→ **Consigne**: Prolongez le texte fourni ci-dessous, consacré aux retombées économiques de la pandémie, en reprenant juste après sa dernière phrase.

→ **Texte fourni**:

★ ★ ★ ★ ★

Au niveau des sujets les plus sensibles, le Forum économique mondial relève que «la stagnation économique est le défi le plus grave qui persiste à la suite de la pandémie». Notant que les perspectives macroéconomiques peinent encore à convaincre, l’économie mondiale devrait être inférieure de 2,3% en 2024 par rapport à ce qu’elle aurait été sans la pandémie.

Sans surprise, les conséquences économiques de la pandémie n’épargnent aucune région du globe. Qu’ils soient industrialisés ou en voie de développement, aucun pays n’échappera aux risques émergents qui s’ensuivront, tels la montée du prix des produits de base, une inflation plus forte et un accroissement de l’endettement. «Les retombées économiques de la pandémie risquent de diviser le monde en trajectoires divergentes», interpelle le rapport.

★ ★ ★ ★ ★

→ **Extraits de données**:
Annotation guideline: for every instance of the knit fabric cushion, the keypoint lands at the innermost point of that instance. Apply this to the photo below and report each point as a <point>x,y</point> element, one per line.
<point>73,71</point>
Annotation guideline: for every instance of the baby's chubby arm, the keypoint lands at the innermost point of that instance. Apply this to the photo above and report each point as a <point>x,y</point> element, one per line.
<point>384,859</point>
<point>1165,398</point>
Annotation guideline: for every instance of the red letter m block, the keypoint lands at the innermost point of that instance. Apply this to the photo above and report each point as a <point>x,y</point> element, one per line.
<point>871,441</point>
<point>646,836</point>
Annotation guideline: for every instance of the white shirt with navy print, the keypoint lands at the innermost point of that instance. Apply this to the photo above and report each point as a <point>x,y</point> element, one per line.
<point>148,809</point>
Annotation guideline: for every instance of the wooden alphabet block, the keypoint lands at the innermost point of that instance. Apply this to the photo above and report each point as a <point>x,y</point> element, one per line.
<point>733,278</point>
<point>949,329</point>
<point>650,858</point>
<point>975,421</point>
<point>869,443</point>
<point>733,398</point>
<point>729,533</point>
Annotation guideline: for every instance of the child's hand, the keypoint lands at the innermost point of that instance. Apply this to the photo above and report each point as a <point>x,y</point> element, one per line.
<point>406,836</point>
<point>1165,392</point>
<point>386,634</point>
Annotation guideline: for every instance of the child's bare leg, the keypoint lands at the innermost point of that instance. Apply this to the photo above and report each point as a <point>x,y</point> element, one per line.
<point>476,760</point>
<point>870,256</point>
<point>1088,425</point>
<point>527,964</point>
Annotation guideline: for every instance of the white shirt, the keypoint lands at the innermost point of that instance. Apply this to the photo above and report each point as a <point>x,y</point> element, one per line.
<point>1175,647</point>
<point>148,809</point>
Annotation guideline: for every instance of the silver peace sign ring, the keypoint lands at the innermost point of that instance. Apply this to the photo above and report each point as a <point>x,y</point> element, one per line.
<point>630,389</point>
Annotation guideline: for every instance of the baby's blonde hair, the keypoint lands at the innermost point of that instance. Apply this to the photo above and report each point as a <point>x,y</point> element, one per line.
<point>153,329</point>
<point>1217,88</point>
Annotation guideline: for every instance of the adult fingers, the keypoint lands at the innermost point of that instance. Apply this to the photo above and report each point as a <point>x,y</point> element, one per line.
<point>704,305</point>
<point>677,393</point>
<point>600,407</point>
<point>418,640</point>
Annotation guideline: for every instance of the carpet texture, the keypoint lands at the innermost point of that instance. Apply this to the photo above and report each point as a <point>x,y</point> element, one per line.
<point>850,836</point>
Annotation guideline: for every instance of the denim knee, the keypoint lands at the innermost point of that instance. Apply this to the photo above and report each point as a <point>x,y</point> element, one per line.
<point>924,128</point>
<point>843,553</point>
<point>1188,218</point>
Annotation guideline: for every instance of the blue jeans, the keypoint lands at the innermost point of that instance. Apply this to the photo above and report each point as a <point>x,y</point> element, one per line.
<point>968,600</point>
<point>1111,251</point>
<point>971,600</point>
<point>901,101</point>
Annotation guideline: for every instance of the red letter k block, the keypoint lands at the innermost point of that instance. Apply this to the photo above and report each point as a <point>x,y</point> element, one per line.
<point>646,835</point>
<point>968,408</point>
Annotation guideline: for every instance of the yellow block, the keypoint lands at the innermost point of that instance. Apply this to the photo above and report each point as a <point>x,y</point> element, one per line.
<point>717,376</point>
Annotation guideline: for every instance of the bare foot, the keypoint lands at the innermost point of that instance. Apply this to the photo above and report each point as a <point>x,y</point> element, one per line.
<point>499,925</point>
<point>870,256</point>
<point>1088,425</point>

★ ★ ★ ★ ★

→ **Réponse**:
Une disparité dans la reprise économique

Également, la pandémie persiste à étouffer la capacité des États à «faciliter une reprise durable». Tandis que quelques pays obtiennent une couverture vaccinale encourageante et enclenchent des transformations numériques réussies, d’autres se retrouvent embourbés dans des problèmes de santé publique, subissent des stress aigus sur leurs systèmes de soins et connaissent une fracture numérique.

Le rapport conclut de ces divergences qu’elles «compliqueront la collaboration internationale nécessaire pour faire face à l’aggravation des effets du changement climatique, gérer les flux migratoires et lutter contre les cyber-risques».

De plus, la polarisation des capacités de réponse à la pandémie des uns et des autres pourrait «fragmenter encore davantage l’économie mondiale» avec un risque accru de «ralentissement» et de «disparité de la croissance». En ce sens, le rapport cite un dépassement de 0,9% de la trajectoire de croissance prépandémique d’ici 2024 pour les économies avancées contre un recul de 5,5% pour les économies en développement – à l’exception de la Chine.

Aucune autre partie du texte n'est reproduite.